**Task statement:**
Below are the records; copy each line in them that holds the word "aurora".

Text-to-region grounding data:
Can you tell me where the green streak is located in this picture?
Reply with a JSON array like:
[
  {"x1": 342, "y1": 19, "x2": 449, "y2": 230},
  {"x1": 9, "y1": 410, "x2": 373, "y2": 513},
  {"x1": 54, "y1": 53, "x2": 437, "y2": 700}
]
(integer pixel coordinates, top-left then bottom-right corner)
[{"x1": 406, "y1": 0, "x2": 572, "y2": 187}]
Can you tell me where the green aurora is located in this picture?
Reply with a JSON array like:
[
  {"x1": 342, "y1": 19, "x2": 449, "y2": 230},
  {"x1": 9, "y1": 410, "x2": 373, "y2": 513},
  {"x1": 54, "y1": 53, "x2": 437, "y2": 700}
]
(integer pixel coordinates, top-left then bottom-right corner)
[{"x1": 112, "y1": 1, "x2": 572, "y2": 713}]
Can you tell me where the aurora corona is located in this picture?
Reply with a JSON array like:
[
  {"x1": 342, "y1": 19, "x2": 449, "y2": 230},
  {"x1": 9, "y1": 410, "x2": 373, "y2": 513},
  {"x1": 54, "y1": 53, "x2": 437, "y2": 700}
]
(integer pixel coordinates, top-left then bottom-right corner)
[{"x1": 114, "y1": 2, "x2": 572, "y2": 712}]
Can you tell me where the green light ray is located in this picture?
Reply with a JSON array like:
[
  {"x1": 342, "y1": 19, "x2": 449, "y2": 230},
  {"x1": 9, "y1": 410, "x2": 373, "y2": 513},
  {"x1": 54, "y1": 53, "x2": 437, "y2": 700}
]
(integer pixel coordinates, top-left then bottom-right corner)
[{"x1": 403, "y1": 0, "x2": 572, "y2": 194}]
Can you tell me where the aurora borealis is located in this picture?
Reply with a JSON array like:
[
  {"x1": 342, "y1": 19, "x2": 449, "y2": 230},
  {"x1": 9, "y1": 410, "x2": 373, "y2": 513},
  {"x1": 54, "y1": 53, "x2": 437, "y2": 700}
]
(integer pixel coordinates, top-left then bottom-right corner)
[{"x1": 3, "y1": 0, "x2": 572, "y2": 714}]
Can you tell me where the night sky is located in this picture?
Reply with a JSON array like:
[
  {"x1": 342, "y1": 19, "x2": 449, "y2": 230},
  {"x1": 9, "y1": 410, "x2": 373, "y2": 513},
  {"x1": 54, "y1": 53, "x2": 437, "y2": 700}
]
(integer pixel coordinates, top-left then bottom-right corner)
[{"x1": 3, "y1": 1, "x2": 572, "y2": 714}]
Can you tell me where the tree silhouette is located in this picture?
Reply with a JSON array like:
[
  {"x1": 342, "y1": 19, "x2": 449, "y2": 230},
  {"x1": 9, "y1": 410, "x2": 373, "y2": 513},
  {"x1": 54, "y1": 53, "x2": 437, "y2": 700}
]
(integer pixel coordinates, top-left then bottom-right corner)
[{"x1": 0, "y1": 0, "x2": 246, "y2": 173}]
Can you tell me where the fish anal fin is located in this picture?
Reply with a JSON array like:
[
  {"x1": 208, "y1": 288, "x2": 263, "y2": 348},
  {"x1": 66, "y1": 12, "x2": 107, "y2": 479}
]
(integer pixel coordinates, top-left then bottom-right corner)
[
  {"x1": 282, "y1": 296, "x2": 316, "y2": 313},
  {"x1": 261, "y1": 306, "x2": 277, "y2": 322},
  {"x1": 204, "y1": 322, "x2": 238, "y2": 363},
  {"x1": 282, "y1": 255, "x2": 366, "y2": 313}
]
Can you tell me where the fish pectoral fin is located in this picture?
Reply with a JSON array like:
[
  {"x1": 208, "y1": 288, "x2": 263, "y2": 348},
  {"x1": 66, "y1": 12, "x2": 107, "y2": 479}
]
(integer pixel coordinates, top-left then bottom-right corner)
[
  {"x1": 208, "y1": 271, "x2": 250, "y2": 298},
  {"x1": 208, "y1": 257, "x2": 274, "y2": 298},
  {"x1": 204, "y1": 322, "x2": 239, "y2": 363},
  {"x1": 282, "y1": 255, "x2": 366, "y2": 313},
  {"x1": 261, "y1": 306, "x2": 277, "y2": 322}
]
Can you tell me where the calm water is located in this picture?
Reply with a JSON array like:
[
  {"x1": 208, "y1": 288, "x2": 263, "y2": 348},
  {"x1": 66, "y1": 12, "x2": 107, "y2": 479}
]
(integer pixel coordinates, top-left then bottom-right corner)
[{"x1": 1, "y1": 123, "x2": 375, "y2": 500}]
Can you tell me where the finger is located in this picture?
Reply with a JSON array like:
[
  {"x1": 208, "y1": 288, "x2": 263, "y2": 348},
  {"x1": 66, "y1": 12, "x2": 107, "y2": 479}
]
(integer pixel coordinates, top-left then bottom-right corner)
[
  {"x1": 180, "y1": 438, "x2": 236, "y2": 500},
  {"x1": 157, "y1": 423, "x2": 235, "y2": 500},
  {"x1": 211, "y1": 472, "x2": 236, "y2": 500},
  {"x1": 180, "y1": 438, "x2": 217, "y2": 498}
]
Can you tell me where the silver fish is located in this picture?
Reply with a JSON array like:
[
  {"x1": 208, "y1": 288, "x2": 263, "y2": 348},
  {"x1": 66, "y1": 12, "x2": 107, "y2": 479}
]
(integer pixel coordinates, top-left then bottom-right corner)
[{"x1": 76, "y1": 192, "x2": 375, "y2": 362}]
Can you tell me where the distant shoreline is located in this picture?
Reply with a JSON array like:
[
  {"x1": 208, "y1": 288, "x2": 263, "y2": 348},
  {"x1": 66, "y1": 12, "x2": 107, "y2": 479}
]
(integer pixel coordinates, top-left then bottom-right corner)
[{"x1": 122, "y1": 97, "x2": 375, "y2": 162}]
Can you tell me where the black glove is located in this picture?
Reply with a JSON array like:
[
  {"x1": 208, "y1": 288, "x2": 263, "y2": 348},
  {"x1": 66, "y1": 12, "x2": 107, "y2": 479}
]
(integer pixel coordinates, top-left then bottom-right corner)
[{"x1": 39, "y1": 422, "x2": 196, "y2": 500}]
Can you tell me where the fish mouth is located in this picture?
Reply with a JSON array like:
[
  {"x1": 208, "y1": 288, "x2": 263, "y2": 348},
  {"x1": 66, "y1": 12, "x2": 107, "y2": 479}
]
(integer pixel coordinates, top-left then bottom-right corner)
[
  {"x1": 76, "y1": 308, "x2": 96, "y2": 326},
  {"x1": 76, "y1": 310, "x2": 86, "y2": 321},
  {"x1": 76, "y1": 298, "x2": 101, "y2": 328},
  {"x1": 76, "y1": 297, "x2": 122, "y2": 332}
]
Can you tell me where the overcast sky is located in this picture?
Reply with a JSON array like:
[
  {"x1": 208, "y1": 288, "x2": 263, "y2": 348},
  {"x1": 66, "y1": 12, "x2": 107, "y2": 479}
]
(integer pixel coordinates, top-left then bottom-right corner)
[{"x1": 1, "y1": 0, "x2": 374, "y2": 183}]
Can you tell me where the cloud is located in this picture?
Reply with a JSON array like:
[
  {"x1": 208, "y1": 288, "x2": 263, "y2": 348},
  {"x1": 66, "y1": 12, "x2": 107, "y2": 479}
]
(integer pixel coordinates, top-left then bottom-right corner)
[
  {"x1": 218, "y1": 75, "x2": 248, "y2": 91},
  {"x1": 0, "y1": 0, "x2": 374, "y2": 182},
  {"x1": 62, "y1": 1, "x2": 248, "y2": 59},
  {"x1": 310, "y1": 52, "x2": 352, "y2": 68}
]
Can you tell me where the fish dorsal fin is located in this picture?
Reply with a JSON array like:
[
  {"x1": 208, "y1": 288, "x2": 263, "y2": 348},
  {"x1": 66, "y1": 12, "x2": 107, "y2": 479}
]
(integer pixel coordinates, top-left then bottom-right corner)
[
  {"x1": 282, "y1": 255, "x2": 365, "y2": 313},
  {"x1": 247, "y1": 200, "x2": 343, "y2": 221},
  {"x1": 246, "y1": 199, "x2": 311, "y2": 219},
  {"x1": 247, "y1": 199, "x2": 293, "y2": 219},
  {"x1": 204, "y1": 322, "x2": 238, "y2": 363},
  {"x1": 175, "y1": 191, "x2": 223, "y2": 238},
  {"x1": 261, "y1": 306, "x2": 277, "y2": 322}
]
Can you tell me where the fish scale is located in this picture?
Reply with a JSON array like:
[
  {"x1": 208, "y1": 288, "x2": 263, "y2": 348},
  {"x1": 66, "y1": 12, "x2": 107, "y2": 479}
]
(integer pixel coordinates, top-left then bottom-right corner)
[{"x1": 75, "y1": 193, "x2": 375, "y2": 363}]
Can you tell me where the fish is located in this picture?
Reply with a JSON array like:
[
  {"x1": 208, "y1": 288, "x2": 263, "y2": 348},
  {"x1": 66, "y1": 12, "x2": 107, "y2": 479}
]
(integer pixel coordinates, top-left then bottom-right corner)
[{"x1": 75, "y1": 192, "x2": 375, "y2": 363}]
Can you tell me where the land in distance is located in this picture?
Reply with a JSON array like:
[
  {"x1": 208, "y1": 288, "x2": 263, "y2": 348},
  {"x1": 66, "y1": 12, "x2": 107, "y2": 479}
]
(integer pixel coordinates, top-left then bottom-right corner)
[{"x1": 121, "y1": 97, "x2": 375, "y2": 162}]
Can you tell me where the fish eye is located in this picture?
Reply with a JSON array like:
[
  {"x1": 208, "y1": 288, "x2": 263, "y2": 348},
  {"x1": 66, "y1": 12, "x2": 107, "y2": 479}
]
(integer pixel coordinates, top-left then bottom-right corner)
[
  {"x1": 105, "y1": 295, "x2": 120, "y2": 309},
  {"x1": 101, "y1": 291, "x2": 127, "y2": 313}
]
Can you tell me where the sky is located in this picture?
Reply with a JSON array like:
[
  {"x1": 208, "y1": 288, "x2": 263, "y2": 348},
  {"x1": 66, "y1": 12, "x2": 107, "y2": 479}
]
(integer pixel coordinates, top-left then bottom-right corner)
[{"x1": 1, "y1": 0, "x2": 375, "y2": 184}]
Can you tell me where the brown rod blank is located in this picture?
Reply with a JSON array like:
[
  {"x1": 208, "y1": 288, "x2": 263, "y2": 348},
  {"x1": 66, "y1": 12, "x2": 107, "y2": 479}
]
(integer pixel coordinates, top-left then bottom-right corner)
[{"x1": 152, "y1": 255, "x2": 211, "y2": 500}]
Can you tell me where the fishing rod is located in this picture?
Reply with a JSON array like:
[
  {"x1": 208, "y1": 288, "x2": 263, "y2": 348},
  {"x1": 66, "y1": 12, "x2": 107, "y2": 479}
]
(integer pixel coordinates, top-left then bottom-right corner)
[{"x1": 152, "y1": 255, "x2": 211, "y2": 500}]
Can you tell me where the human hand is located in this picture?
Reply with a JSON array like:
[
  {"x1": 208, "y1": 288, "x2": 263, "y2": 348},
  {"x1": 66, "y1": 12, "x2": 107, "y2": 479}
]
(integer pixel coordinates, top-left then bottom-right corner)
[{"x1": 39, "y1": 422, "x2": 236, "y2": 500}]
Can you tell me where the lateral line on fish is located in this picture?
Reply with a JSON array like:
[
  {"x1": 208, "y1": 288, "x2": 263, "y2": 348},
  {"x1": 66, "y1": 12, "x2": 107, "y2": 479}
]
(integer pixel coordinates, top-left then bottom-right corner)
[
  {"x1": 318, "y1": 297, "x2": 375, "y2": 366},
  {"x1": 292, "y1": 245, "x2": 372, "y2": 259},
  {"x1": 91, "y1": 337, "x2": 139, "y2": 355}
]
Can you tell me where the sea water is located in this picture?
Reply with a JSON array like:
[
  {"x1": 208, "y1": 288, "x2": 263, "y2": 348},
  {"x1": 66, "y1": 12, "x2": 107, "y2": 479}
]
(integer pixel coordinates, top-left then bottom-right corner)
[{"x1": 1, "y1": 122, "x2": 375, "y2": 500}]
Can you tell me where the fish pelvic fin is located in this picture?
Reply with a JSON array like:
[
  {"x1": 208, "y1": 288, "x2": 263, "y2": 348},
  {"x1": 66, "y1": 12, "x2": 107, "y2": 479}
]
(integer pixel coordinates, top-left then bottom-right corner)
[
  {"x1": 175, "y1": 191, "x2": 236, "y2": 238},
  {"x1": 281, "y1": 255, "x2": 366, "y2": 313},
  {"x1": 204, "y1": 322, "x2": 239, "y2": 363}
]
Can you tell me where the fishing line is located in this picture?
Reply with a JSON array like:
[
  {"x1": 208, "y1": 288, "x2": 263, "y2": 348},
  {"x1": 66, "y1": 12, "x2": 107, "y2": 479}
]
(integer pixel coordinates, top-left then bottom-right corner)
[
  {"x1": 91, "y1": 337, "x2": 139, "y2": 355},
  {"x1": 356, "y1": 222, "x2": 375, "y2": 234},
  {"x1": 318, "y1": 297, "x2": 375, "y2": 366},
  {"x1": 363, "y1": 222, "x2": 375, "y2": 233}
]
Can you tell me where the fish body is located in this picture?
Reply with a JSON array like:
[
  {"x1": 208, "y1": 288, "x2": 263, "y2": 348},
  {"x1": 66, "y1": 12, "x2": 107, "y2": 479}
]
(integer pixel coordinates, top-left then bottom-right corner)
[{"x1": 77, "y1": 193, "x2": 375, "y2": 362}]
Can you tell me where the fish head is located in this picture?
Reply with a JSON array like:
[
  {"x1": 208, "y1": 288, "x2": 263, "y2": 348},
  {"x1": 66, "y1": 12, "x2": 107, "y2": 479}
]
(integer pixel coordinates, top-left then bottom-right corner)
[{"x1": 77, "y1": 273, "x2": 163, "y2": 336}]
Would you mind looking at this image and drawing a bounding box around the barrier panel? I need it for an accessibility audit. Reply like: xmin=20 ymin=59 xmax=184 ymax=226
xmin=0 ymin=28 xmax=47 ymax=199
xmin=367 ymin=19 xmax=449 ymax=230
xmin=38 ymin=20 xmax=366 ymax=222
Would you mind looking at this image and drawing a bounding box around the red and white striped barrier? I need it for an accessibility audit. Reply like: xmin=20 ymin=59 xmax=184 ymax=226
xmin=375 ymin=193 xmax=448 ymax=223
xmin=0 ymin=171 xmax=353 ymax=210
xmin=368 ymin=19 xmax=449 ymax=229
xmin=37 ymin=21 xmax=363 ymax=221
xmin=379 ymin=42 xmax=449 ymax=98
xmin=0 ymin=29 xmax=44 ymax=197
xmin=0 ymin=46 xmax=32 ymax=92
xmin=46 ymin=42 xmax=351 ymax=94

**Answer for the task:**
Can you tell me where the green aurora is located in this picture?
Can you tell me where the aurora corona is located in this picture?
Can you tell me where the aurora borealis is located in this picture?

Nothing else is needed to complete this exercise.